Оказалось, Темушкин подготовил к визиту отца небывалый по тем временам пир, ради чего и «заманил» его на фабрику, придумав какое-то незначительное дело. Иначе папа мог и не прийти.
Ведь многие понятия не утратили тогда своего значения, и специально пойти куда-то во время работы, чтобы поесть на дармовщину, некоторые считали для себя в чем-то унизительным.
На столе, наряду с готовой продукцией фабрики - печеньями и бисквитами, появилось угощение, приготовленное тут же из «сырья», используемого на этом производстве. На электрической плитке была зажарена на сливочном масле громадная яичница, а из сейфа извлечен коньяк.
Застолье и приятная беседа затянулись на час. В строгие военные времена и в данных обстоятельствах, чтобы так встретить товарища, нужно было товарищу очень и очень доверять. А Темушкин доверял отцу, зная, что будучи к тому же молчаливым и немногословным, папа даже случайно не проболтается о «нелегальном» застолье.
Однако, разговор, который состоялся между ними в нашем доме в тот зимний вечер, в самом начале 1949 года, предполагал совершенно иную степень доверия.
Обычно гостей принимали у нас в столовой, а я сидел тут же, внимая взрослым разговорам.
Но на этот раз гость уединился с папой в моей комнате, а дверь они плотно за собой закрыли. Мне стало очень любопытно, о чем таком необычном идет там беседа. Из моей комнаты в родительскую спальню выходила еще одна дверь, всегда закрытая и заставленная этажеркой. По гладкому паркету нетяжелую этажерку ничего не стоило бесшумно отодвинуть.
Прижавшись ухом к тонкой дверной филенке, я подслушал весь разговор. Благо мама была занята на кухне и ничего не заметила.

----

ЗАДАНИЕ 1: Определите, согласуются ли с приведенным выше отрывком о Темушкине и отце следующие утверждения, и для каждого ответьте «да» или «нет», дословно процитировав решающие слова отрывка: (а) Темушкин зазвал отца на фабрику под предлогом незначительного дела; (б) яичницу для застолья жарили на растительном масле; (в) застолье продолжалось около трех часов.
ЗАДАНИЕ 2: Продолжите воспоминания о Темушкине и отце, начав сразу после последнего предложения отрывка.

ИСХОДНЫЕ ДАННЫЕ:

----

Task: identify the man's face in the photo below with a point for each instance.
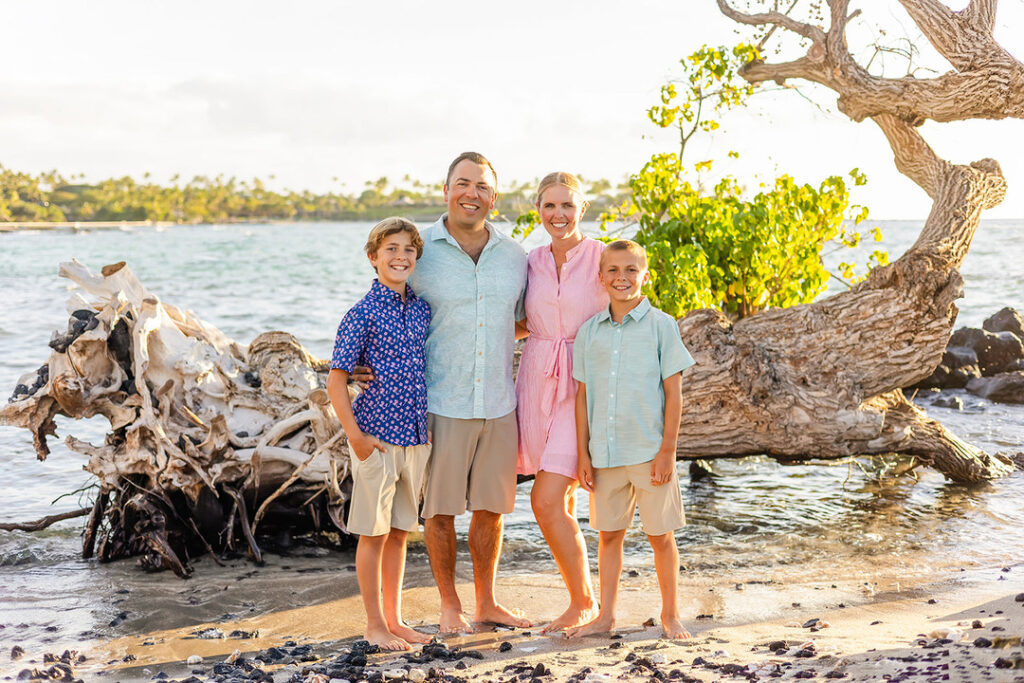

----

ПРАВИЛЬНЫЙ ОТВЕТ 1:
(а) Да: «„заманил“ его на фабрику, придумав какое-то незначительное дело».
(б) Нет: «На электрической плитке была зажарена на сливочном масле громадная яичница».
(в) Нет: «Застолье и приятная беседа затянулись на час».

ПРАВИЛЬНЫЙ ОТВЕТ 2:
Темушкин рассказывал отцу, что недавно он повидался с сыном, работавшим тогда прокурором города Махачкала. Темушкин-младший, будучи студентом юридического факультета, в первые же дни войны ушел на фронт, был тяжело ранен, возвратился в университет и, закончив учебу в первый послевоенный год, быстро сделал карьеру в прокуратуре. Поэтому был он человеком безусловно информированным. На этот раз Темушкин-младший, побывав в Баку, сообщил своему отцу очень важную новость.
Оказалось, недавно в Москву приехала первый посланник Государства Израиль Голда Меир, которая несколько раз встречалась в синагоге с московскими евреями, принявшими ее очень тепло. Встреча превратилась в демонстрацию поддержки Государства Израиль.
Она встречалась и с женой Молотова, Полиной Жемчужиной, которая также не скрывала своих симпатий.
В верхах все это очень не понравилось, более того, насторожило.
Поэтому принято решение об ограничении присутствия евреев в партийных и карательных органах, в армии и вообще на руководящих постах.
Но это еще не все. Наступают жесткие времена не только для евреев, так как ожидаются всеобщие чистки в духе 1937 года. Уже начались аресты крупных руководителей в Ленинграде.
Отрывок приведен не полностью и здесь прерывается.